┌─ TASK INPUTS

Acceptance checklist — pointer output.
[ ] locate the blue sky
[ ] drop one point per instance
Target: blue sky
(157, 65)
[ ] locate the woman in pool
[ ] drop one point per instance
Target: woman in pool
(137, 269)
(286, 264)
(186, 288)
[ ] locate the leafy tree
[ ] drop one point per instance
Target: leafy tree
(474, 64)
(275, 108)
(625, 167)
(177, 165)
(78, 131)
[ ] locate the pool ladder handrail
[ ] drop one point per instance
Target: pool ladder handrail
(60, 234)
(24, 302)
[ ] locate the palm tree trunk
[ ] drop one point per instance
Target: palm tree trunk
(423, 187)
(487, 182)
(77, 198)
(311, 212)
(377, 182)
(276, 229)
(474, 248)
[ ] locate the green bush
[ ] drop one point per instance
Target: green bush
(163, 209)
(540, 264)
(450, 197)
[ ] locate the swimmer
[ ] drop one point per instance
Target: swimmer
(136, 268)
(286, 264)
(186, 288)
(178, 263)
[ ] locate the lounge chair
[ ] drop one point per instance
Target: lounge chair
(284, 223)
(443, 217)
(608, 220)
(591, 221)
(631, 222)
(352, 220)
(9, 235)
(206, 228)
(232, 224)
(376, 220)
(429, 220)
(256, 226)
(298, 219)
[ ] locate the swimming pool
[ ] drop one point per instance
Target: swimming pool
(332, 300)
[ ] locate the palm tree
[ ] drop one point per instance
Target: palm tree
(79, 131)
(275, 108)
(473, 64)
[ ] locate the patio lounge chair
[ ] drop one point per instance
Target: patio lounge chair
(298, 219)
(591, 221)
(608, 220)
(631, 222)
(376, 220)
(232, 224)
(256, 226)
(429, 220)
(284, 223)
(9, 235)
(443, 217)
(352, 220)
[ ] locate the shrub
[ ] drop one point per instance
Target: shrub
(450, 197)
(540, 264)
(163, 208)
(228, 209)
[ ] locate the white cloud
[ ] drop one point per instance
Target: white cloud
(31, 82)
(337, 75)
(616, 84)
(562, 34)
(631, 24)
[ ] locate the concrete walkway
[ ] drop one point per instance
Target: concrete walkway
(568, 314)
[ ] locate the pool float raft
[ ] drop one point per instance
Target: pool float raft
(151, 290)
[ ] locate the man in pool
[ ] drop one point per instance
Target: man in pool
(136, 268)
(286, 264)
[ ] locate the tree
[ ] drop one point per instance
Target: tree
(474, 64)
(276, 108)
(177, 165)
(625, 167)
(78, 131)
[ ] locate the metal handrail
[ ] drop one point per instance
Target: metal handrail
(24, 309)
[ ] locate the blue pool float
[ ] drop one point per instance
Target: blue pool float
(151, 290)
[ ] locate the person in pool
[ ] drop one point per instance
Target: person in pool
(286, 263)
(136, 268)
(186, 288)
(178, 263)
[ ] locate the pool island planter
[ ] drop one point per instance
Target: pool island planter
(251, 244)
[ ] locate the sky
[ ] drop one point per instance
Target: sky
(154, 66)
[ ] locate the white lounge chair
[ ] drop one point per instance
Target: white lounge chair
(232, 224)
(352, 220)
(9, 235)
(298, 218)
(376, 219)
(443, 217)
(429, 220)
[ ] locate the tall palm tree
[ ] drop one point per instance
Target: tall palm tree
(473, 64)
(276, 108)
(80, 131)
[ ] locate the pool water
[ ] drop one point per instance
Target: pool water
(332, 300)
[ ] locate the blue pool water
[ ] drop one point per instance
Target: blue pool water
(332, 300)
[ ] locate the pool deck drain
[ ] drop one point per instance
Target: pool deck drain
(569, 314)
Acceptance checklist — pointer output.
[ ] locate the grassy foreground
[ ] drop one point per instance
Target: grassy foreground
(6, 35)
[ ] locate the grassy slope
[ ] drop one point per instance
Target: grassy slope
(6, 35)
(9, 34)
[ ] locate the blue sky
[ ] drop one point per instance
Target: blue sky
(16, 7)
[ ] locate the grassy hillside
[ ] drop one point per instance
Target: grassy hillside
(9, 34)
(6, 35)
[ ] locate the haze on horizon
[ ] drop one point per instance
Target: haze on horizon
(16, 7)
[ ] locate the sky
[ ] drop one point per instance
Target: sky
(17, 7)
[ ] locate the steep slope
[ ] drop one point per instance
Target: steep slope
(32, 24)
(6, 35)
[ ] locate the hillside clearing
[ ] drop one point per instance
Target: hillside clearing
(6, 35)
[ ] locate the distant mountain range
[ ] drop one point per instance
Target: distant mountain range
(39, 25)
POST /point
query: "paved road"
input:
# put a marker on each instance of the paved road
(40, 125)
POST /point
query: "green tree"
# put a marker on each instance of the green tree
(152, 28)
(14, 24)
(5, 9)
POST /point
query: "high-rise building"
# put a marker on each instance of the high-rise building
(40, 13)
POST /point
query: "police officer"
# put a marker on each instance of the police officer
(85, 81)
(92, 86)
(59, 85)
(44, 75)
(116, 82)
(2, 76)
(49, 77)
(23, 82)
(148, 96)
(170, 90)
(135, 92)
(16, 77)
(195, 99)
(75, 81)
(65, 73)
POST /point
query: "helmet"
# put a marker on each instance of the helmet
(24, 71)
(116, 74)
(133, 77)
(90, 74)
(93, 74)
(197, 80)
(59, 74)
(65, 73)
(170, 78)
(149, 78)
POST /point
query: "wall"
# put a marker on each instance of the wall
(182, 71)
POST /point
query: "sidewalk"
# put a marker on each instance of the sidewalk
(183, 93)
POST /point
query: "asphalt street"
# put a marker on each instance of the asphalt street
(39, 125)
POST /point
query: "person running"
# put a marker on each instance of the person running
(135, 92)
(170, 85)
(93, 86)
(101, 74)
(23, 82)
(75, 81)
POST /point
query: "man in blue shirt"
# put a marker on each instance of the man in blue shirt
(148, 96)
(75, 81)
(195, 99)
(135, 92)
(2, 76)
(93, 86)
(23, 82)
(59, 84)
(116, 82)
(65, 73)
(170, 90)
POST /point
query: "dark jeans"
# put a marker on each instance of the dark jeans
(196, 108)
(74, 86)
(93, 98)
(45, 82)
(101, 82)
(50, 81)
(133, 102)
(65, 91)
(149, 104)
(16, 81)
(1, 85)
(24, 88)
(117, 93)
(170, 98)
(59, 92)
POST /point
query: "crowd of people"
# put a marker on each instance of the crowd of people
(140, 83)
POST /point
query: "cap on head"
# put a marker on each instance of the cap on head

└─

WHAT YOU SHOULD DO: Convert every line of the rows above into a JSON list of strings, one string per line, and skip any blank lines.

OUTPUT FOR THIS TASK:
[
  "Acceptance checklist — pointer output.",
  "[ ] locate the blue sky",
  "[ ] drop one point per instance",
  "Target: blue sky",
  "(157, 65)",
  "[ ] locate the woman in pool",
  "[ ] drop one point per instance",
  "Target: woman in pool",
  "(137, 269)",
  "(286, 264)",
  "(186, 288)",
  "[ ] locate the leafy tree",
  "[ ] drop one point per instance",
  "Target: leafy tree",
  "(474, 64)",
  "(275, 108)",
  "(625, 167)",
  "(177, 165)",
  "(78, 131)",
  "[ ] locate the pool ladder handrail",
  "[ ] drop one point per instance",
  "Target: pool ladder handrail",
  "(60, 234)",
  "(24, 302)",
  "[ ] locate the palm tree trunk",
  "[ ] drop one point per instance",
  "Target: palm tree trunk",
  "(423, 187)",
  "(487, 182)",
  "(77, 198)",
  "(311, 212)",
  "(377, 182)",
  "(276, 229)",
  "(474, 248)",
  "[ ] locate the green bush",
  "[ ] drop one point per instance",
  "Target: green bush",
  "(163, 209)",
  "(540, 264)",
  "(450, 197)",
  "[ ] locate the swimmer",
  "[ ] drop one point per instance",
  "Target: swimmer",
  "(136, 268)",
  "(286, 264)",
  "(186, 288)",
  "(178, 263)",
  "[ ] locate the lounge chair",
  "[ ] drop one point per instance",
  "Target: lounge chair",
  "(284, 223)",
  "(443, 217)",
  "(608, 220)",
  "(591, 221)",
  "(631, 222)",
  "(352, 220)",
  "(9, 235)",
  "(206, 228)",
  "(232, 224)",
  "(376, 220)",
  "(429, 220)",
  "(256, 226)",
  "(298, 219)",
  "[ ] locate the swimming pool",
  "[ ] drop one point per instance",
  "Target: swimming pool",
  "(332, 300)",
  "[ ] locate the palm tree",
  "[ ] drop one point per instance",
  "Target: palm tree",
  "(79, 131)",
  "(275, 108)",
  "(473, 64)",
  "[ ] locate the patio lounge chair",
  "[ ] drop one point per instance",
  "Target: patio lounge chair",
  "(298, 219)",
  "(591, 221)",
  "(608, 220)",
  "(631, 222)",
  "(376, 220)",
  "(232, 224)",
  "(256, 226)",
  "(429, 220)",
  "(284, 223)",
  "(9, 235)",
  "(443, 217)",
  "(352, 220)",
  "[ ] locate the shrub",
  "[ ] drop one point per instance",
  "Target: shrub",
  "(450, 197)",
  "(540, 264)",
  "(163, 208)",
  "(228, 209)",
  "[ ] locate the white cloud",
  "[ ] drop one point per instance",
  "Target: white cloud",
  "(31, 82)",
  "(337, 75)",
  "(616, 84)",
  "(562, 34)",
  "(631, 24)",
  "[ ] locate the concrete walkway",
  "[ ] drop one point per instance",
  "Target: concrete walkway",
  "(568, 314)",
  "[ ] locate the pool float raft",
  "[ ] drop one point per instance",
  "Target: pool float raft",
  "(151, 290)",
  "[ ] locate the man in pool",
  "[ ] drop one point per instance",
  "Target: man in pool",
  "(136, 268)",
  "(286, 264)",
  "[ ] locate the tree",
  "[ ] drop one point per instance",
  "Target: tree",
  "(474, 64)",
  "(276, 108)",
  "(177, 165)",
  "(625, 167)",
  "(78, 131)",
  "[ ] locate the metal handrail",
  "[ ] drop one point per instance",
  "Target: metal handrail",
  "(24, 309)",
  "[ ] locate the blue pool float",
  "[ ] drop one point per instance",
  "Target: blue pool float",
  "(151, 290)",
  "[ ] locate the person in pool",
  "[ ] drop one point per instance",
  "Target: person in pool",
  "(286, 263)",
  "(136, 268)",
  "(186, 288)",
  "(178, 263)",
  "[ ] locate the pool island planter",
  "[ ] drop one point per instance",
  "Target: pool island planter",
  "(251, 244)",
  "[ ] locate the sky",
  "[ ] drop one point per instance",
  "Target: sky",
  "(154, 66)",
  "[ ] locate the white lounge chair",
  "[ ] drop one point per instance",
  "Target: white lounge chair",
  "(232, 224)",
  "(352, 220)",
  "(9, 235)",
  "(298, 218)",
  "(376, 219)",
  "(443, 217)",
  "(429, 220)",
  "[ ] locate the tall palm tree",
  "[ ] drop one point per instance",
  "Target: tall palm tree",
  "(473, 64)",
  "(276, 108)",
  "(80, 131)",
  "[ ] locate the pool water",
  "[ ] drop one point per instance",
  "Target: pool water",
  "(332, 300)",
  "[ ] locate the blue pool water",
  "[ ] drop one point per instance",
  "Target: blue pool water",
  "(332, 300)",
  "[ ] locate the pool deck drain",
  "[ ] drop one point per instance",
  "Target: pool deck drain",
  "(569, 314)",
  "Acceptance checklist — pointer output.",
  "[ ] locate the grassy foreground",
  "[ ] drop one point per instance",
  "Target: grassy foreground",
  "(6, 35)",
  "[ ] locate the grassy slope",
  "[ ] drop one point per instance",
  "Target: grassy slope",
  "(6, 35)",
  "(9, 34)",
  "[ ] locate the blue sky",
  "[ ] drop one point per instance",
  "Target: blue sky",
  "(16, 7)",
  "[ ] locate the grassy hillside",
  "[ ] drop one point per instance",
  "Target: grassy hillside",
  "(9, 34)",
  "(6, 35)",
  "[ ] locate the haze on horizon",
  "[ ] drop one point per instance",
  "Target: haze on horizon",
  "(16, 7)",
  "[ ] locate the sky",
  "[ ] drop one point per instance",
  "Target: sky",
  "(17, 7)",
  "[ ] locate the steep slope",
  "[ ] drop one point per instance",
  "Target: steep slope",
  "(32, 24)",
  "(6, 35)",
  "[ ] locate the hillside clearing",
  "[ ] drop one point per instance",
  "Target: hillside clearing",
  "(6, 35)",
  "[ ] locate the distant mountain range",
  "[ ] drop one point per instance",
  "Target: distant mountain range",
  "(39, 25)",
  "POST /point",
  "query: \"paved road\"",
  "input:",
  "# put a marker on each instance of the paved road",
  "(40, 125)",
  "POST /point",
  "query: \"green tree\"",
  "# put a marker on each instance of the green tree",
  "(152, 28)",
  "(14, 24)",
  "(5, 9)",
  "POST /point",
  "query: \"high-rise building\"",
  "# put a marker on each instance of the high-rise building",
  "(40, 13)",
  "POST /point",
  "query: \"police officer\"",
  "# put a marker on each instance of the police officer",
  "(85, 81)",
  "(92, 86)",
  "(59, 85)",
  "(44, 75)",
  "(116, 82)",
  "(2, 76)",
  "(49, 77)",
  "(23, 82)",
  "(148, 96)",
  "(170, 90)",
  "(135, 92)",
  "(16, 77)",
  "(195, 99)",
  "(75, 81)",
  "(65, 73)",
  "POST /point",
  "query: \"helmet\"",
  "# put a marker on each instance of the helmet",
  "(24, 71)",
  "(116, 74)",
  "(133, 77)",
  "(90, 74)",
  "(93, 74)",
  "(197, 80)",
  "(59, 74)",
  "(65, 73)",
  "(170, 78)",
  "(149, 78)",
  "POST /point",
  "query: \"wall\"",
  "# put a marker on each instance of the wall",
  "(182, 71)",
  "POST /point",
  "query: \"sidewalk\"",
  "# put a marker on each instance of the sidewalk",
  "(183, 93)",
  "POST /point",
  "query: \"asphalt street\"",
  "# put a marker on each instance of the asphalt street",
  "(39, 125)",
  "POST /point",
  "query: \"person running\"",
  "# put a marker on each instance of the person running",
  "(135, 92)",
  "(170, 85)",
  "(93, 86)",
  "(101, 74)",
  "(23, 82)",
  "(75, 81)",
  "POST /point",
  "query: \"man in blue shirt\"",
  "# put a marker on each instance of the man in blue shirt",
  "(148, 96)",
  "(75, 81)",
  "(195, 99)",
  "(135, 92)",
  "(2, 76)",
  "(93, 86)",
  "(23, 82)",
  "(59, 84)",
  "(116, 82)",
  "(65, 73)",
  "(170, 90)",
  "POST /point",
  "query: \"dark jeans\"",
  "# put a marker on each instance of the dark jeans",
  "(196, 108)",
  "(74, 86)",
  "(93, 98)",
  "(45, 82)",
  "(101, 82)",
  "(50, 81)",
  "(133, 102)",
  "(65, 91)",
  "(149, 104)",
  "(16, 81)",
  "(1, 85)",
  "(24, 88)",
  "(117, 93)",
  "(170, 98)",
  "(59, 92)",
  "POST /point",
  "query: \"crowd of people\"",
  "# put a marker on each instance of the crowd of people",
  "(140, 83)",
  "POST /point",
  "query: \"cap on head\"",
  "# put a marker on each instance of the cap on head"
]